- The problem
Reproduce every line of the entries below word for word, without changing anything.

[Source entries]
---------------

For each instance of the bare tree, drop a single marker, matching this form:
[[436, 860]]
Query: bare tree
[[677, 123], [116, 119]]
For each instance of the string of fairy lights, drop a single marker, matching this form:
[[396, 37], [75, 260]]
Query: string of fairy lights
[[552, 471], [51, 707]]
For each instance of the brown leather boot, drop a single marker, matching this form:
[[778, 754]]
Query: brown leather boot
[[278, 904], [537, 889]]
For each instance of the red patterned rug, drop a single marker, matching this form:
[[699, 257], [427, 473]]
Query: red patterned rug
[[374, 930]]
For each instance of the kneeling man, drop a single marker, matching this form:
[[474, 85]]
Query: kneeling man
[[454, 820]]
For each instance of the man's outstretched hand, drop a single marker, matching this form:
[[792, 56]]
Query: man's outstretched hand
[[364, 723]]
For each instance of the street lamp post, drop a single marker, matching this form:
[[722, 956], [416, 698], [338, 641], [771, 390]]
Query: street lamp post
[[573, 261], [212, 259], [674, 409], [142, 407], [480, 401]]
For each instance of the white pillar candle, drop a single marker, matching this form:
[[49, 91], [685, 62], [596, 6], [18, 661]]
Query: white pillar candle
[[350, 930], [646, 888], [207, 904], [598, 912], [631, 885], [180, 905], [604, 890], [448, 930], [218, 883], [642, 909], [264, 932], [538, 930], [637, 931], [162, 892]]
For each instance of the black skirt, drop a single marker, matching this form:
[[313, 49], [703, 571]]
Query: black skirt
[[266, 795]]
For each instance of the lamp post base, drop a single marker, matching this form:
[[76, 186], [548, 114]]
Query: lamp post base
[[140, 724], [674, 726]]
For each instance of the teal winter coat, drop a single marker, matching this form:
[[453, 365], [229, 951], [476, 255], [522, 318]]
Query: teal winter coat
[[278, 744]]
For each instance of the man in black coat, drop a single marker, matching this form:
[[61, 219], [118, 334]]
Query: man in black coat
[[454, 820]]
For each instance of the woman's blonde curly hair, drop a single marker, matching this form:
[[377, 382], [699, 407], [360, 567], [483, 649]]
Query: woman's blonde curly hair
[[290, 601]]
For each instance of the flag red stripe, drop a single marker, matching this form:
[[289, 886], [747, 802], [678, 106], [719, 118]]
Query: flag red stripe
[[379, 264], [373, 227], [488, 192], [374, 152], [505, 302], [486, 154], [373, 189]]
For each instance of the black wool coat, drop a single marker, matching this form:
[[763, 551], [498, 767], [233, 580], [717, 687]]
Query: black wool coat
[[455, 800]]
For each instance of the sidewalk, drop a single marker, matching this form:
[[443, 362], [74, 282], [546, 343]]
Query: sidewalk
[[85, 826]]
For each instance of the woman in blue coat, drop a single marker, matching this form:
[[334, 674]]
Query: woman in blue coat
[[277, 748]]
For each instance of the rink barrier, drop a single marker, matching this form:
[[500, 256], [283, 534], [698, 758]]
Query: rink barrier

---------------

- Exercise answer
For each instance of the bare tree, drop a single marker, matching this form:
[[436, 860]]
Query: bare tree
[[677, 123], [116, 119]]
For each instance of the string of fairy lights, drop a single marker, matching this form:
[[396, 37], [75, 260]]
Query: string of fairy lights
[[552, 471], [51, 707]]
For each instance of the brown leather boot, drop a single marker, matching this form:
[[778, 754]]
Query: brown leather boot
[[278, 904], [537, 889]]
For each instance of the red patterned rug, drop a single marker, matching this form:
[[699, 257], [427, 473]]
Query: red patterned rug
[[374, 930]]
For each instance of the kneeling man, drop a single marker, matching this form:
[[474, 85]]
Query: kneeling man
[[454, 820]]
For each instance of the man's outstretched hand, drop a single marker, matching this form:
[[792, 56]]
Query: man's outstretched hand
[[364, 723]]
For each instance of the street lamp post, drop a single marker, matching this form:
[[722, 956], [416, 698], [338, 641], [771, 390]]
Query: street lamp post
[[573, 261], [212, 259], [674, 409], [142, 407], [480, 401]]
For each instance of the white pillar candle, drop a single marker, matching this form:
[[49, 91], [685, 62], [596, 6], [18, 661]]
Query: white pillar candle
[[350, 930], [646, 888], [207, 904], [598, 912], [631, 885], [180, 905], [604, 890], [448, 930], [218, 883], [642, 909], [264, 932], [538, 930], [637, 931], [162, 892]]
For each instance of the black skirt, drop a single marker, matching this form:
[[313, 49], [703, 571]]
Query: black skirt
[[266, 795]]
For each instance of the lamp post base, drop a single marker, matching this form:
[[76, 186], [548, 114]]
Query: lamp post base
[[140, 724], [674, 726]]
For each instance of the teal winter coat, drop a single marker, matching this form:
[[453, 365], [229, 951], [476, 255], [522, 318]]
Query: teal winter coat
[[278, 744]]
For each instance of the man in black coat, drop a single marker, matching this form:
[[61, 219], [118, 334]]
Query: man in black coat
[[454, 820]]
For each instance of the woman's blonde curly hair, drop a single marker, matching this form:
[[377, 382], [699, 407], [360, 567], [483, 649]]
Query: woman's blonde curly hair
[[290, 601]]
For each instance of the flag red stripe, drop a single marker, matching this form:
[[289, 886], [747, 802], [678, 106], [719, 118]]
Query: flag red stripe
[[379, 264], [373, 227], [488, 192], [374, 152], [505, 302], [486, 154], [373, 189]]
For each instance of the black wool coat, drop a single marker, matching this form:
[[763, 551], [498, 767], [233, 580], [717, 687]]
Query: black wool coat
[[455, 800]]
For each instance of the sidewalk, drop a single marker, matching this form:
[[443, 362], [74, 282], [546, 343]]
Query: sidewalk
[[85, 826]]
For each instance of the woman in blue coat, drop a single marker, matching this form:
[[334, 674]]
Query: woman in blue coat
[[277, 748]]
For each instance of the rink barrier, drop a single marker, matching this form:
[[500, 256], [283, 534], [698, 758]]
Query: rink barrier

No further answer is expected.